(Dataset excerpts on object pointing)

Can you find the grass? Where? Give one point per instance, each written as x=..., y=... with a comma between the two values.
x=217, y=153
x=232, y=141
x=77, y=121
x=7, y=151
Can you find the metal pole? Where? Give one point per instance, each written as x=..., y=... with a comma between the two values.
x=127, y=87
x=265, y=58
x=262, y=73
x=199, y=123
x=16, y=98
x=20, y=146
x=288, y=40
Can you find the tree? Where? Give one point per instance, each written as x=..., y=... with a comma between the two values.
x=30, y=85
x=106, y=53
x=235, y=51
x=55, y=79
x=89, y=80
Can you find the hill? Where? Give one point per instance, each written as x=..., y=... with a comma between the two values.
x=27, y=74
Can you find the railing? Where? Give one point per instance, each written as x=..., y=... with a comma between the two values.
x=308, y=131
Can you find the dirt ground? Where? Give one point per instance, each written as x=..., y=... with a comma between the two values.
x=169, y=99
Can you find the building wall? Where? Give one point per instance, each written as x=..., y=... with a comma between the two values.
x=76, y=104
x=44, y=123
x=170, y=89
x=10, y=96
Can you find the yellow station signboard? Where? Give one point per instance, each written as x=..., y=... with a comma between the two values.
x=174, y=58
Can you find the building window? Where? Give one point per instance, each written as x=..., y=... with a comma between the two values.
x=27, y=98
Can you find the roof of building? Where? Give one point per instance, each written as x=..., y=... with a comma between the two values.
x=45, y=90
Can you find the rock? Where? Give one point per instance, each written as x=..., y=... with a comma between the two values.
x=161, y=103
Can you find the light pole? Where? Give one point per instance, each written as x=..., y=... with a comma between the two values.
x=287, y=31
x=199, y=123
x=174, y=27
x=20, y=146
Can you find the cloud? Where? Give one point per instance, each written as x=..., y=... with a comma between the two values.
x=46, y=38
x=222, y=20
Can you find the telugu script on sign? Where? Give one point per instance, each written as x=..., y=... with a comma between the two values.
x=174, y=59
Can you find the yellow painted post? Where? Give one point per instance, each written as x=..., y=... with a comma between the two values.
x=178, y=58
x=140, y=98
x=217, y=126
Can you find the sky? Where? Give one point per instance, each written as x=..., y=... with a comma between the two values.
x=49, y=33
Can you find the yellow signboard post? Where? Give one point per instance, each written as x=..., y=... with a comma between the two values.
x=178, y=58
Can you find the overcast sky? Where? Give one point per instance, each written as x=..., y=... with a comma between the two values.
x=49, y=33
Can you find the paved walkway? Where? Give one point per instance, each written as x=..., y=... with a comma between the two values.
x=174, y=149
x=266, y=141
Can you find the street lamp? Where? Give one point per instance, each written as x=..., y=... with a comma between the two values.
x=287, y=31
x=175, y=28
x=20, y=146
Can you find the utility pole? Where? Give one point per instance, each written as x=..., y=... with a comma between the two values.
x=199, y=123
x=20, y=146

---

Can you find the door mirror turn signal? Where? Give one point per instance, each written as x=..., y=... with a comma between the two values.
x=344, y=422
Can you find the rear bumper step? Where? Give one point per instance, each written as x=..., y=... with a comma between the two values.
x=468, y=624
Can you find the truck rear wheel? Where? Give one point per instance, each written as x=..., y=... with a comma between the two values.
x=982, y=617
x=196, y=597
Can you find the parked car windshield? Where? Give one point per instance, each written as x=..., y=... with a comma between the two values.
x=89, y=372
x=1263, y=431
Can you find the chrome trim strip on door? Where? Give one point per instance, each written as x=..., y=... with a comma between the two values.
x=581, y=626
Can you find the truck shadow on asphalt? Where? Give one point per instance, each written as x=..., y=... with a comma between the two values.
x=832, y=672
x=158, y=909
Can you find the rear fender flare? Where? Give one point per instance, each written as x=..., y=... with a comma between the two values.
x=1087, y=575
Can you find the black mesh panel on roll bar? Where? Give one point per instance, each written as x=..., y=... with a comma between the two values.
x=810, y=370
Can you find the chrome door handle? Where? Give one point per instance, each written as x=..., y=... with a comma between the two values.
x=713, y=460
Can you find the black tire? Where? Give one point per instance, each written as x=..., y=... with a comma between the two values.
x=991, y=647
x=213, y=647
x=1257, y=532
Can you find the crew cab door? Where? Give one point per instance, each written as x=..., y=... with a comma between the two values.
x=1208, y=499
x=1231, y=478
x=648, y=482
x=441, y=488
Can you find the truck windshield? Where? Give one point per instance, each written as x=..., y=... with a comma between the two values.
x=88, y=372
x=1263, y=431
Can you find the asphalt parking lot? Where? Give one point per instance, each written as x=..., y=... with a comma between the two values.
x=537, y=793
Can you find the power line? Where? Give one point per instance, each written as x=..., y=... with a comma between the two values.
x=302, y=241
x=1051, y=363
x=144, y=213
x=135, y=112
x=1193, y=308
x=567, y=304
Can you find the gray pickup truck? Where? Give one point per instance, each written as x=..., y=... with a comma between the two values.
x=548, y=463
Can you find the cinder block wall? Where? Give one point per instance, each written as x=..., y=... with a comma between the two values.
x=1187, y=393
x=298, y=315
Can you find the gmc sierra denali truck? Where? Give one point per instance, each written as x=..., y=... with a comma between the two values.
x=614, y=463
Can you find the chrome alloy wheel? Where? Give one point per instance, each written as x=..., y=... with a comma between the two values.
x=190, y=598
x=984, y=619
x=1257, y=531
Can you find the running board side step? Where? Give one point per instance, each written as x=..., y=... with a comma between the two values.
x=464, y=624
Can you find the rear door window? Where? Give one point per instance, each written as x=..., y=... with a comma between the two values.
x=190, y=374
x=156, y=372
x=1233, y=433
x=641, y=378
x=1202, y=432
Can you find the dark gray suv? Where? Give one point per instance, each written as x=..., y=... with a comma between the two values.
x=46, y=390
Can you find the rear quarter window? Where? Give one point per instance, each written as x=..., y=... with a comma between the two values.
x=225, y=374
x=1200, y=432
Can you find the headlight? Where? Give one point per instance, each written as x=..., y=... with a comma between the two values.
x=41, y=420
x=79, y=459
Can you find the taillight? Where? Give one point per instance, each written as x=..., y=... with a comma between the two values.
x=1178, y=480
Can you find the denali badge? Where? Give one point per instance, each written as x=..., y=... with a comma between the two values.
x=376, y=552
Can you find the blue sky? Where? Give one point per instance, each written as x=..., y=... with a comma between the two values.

- _What the task requires_:
Format everything from the line containing "Can you find the chrome door" down to the line containing "x=441, y=488" as a two-column CSV with headers item and answer. Use one row per item, put each field in quotes, and replace line breaks inside a field with spaces.

- _Complete answer_:
item,answer
"Can you find the chrome door handle? Where? Give one point per instance, each written as x=..., y=... with a comma between the two values.","x=713, y=460"
"Can you find the black tire? Where? Give one point per instance, each written as x=..., y=... with a comma between the two values.","x=991, y=647 x=213, y=647 x=1257, y=532"
"Can you find the crew cab door? Where? Give one point per instance, each written as x=..., y=... with a comma between the two values.","x=1208, y=499 x=1231, y=478 x=648, y=482 x=441, y=488"